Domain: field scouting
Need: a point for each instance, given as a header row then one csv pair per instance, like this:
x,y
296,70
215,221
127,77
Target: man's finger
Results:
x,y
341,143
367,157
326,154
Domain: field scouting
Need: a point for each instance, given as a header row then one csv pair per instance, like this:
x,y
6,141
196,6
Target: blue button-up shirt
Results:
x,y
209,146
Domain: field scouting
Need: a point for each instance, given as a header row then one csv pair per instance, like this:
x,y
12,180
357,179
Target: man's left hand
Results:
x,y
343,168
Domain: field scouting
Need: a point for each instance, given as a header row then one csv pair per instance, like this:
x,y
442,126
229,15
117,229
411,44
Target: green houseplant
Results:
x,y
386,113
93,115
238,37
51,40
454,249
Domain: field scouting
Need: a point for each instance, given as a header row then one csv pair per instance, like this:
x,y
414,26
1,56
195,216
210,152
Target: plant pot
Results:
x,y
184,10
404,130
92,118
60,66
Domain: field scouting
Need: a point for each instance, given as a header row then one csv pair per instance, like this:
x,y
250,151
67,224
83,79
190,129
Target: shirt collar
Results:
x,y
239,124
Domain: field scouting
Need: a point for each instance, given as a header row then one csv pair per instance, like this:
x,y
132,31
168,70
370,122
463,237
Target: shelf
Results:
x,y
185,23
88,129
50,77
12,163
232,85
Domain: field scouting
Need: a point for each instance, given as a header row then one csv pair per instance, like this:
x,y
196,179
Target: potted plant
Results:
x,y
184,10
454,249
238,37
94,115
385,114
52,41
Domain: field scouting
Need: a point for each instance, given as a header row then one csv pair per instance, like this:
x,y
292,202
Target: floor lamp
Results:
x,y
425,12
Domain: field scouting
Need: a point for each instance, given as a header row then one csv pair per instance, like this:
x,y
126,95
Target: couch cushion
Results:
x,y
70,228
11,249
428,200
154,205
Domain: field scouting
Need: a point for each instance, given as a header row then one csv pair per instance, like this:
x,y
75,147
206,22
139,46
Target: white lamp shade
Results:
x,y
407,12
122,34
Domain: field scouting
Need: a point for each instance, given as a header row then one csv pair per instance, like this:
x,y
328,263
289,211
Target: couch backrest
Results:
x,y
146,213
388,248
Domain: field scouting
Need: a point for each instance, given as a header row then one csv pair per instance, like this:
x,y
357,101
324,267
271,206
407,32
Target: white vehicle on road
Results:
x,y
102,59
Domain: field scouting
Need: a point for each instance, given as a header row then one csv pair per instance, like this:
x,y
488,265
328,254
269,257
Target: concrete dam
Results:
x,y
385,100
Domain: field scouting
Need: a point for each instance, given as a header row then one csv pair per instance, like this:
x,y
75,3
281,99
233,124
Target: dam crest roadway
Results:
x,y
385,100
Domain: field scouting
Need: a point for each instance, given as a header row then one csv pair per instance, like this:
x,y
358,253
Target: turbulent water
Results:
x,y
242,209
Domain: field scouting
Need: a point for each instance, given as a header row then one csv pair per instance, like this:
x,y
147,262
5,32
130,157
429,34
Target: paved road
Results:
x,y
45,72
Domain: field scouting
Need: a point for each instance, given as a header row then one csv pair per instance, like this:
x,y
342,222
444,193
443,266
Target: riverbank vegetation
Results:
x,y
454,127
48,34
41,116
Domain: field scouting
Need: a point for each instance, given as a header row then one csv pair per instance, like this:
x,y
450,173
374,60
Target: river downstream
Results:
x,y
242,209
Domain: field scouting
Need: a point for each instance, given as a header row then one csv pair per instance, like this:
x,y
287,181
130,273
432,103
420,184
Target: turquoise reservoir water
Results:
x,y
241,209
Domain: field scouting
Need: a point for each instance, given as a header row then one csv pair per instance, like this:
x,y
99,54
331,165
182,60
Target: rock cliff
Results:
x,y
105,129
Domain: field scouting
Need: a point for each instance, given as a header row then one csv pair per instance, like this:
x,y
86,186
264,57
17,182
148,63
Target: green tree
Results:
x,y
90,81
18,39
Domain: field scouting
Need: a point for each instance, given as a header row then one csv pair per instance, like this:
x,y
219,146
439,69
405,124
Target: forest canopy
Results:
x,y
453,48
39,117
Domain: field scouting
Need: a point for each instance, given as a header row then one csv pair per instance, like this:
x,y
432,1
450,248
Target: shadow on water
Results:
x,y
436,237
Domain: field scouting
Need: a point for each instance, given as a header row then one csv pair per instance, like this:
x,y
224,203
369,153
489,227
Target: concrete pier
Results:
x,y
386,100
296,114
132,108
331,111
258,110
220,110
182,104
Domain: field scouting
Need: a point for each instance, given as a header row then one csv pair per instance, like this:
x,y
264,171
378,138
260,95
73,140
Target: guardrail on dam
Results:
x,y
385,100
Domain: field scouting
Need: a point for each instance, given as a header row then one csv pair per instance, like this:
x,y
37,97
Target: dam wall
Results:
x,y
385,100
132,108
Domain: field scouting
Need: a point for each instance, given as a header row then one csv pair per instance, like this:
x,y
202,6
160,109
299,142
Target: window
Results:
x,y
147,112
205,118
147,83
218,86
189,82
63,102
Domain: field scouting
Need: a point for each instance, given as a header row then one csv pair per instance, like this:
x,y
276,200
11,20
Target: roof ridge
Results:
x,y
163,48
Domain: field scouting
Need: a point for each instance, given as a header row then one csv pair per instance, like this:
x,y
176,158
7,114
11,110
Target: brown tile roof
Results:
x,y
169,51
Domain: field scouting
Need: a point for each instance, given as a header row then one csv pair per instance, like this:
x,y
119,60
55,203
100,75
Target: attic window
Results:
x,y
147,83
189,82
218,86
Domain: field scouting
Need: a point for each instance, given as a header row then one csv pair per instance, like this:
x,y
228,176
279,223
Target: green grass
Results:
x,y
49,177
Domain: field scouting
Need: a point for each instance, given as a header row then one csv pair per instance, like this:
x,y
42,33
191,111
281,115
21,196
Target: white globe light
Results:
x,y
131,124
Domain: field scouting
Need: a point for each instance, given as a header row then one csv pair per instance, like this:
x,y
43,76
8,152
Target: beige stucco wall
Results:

WHAT THIS TASK INVOLVES:
What number of lines above include the string "lamp"? State it and nothing else.

EXERCISE RESPONSE:
2